* [Brief]: Reproduce all of the records below verbatim, changing nothing.
──────── Data for this exercise
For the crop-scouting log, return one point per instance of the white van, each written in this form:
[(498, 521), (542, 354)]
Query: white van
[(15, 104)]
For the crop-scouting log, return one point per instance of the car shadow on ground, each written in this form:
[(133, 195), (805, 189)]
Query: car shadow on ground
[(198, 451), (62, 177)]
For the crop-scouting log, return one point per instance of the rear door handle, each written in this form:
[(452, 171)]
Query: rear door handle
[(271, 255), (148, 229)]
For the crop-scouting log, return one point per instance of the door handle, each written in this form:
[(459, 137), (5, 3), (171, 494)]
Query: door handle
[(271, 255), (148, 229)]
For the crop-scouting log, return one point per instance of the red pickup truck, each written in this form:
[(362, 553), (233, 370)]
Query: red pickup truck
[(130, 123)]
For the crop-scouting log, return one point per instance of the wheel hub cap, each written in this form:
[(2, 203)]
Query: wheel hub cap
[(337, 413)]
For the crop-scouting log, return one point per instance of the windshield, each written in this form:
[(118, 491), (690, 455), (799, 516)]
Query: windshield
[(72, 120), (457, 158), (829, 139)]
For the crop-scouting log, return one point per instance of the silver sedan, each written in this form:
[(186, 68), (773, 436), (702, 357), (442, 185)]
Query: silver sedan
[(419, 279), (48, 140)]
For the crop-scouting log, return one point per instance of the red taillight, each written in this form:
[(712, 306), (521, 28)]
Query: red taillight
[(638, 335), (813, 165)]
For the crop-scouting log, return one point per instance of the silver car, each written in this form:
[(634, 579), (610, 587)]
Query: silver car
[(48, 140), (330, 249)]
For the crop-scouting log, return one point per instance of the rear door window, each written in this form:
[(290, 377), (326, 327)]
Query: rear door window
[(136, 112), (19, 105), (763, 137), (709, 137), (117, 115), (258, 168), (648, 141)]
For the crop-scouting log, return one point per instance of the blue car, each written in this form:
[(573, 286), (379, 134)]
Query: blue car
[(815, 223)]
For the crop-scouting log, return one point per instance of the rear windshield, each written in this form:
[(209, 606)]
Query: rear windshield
────────────────
* [Problem solution]:
For the crop-scouting log, return one point per instance of the white van, each written in this form:
[(498, 521), (542, 354)]
Query: white van
[(15, 104)]
For the crop-scouting log, return one point per instance of the car shadow on ground, each written in this form:
[(133, 195), (805, 189)]
Query: car shadow on ground
[(198, 451), (62, 177)]
For the crop-scouting log, return one point per instance of the rear door handle, each written in this form:
[(452, 171)]
Query: rear door handle
[(271, 255), (148, 229)]
For the crop-scouting log, return one point per instance of the door handle, each written in this form:
[(459, 137), (5, 3), (171, 494)]
Query: door handle
[(271, 255), (148, 229)]
For the crop-scouting log, return one point per instance of the red pickup truck, each written in this form:
[(362, 553), (233, 370)]
Query: red pickup truck
[(130, 123)]
For the crop-scouting log, return one point per instance of the wheel hub cap, each written in this form:
[(2, 203)]
Query: wheel hub cap
[(337, 413)]
For the crop-scouting log, return one point per instance of the windshield, each written in this form:
[(118, 491), (690, 455), (799, 516)]
Query: windshield
[(72, 120), (457, 158), (829, 139)]
For the crop-scouting log, return one point per instance of the silver sedan, each written in this form:
[(186, 68), (773, 436), (702, 357), (442, 185)]
Query: silver sedan
[(419, 279), (48, 140)]
For the crop-scouting log, return one point per instance of the red taillight, each written in this form:
[(712, 306), (521, 28)]
Query: red taillight
[(638, 335), (813, 165)]
For the crop-scouting log, return one point per instance of the silver car, each written in this form:
[(634, 579), (610, 587)]
Query: silver car
[(48, 140), (330, 249)]
For the crop-scouting log, return one point per instance of the rear door window, each written in this form:
[(290, 377), (326, 327)]
Query: rear door window
[(136, 112), (19, 105), (763, 137), (709, 137), (117, 115), (258, 168), (648, 141)]
For the crop-scouting log, return one point per instance of the blue car, each written in this form:
[(573, 286), (379, 134)]
Query: blue car
[(815, 223)]
For the crop-scouting log, return one point per instance of the rear windshield, each written in this form:
[(209, 606)]
Query: rear windshield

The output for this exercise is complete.